* Description of the task:
Edit the records below by changing "chalkboard" to "blackboard" wherever it occurs, and leave everything else as it is.

* Provided information:
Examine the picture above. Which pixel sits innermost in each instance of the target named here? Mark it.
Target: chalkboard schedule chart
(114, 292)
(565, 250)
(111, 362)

* Finished exercise:
Examine the picture above. Which pixel sits innermost in each instance of the target named here? Mark it.
Target: blackboard schedule chart
(114, 292)
(565, 250)
(111, 362)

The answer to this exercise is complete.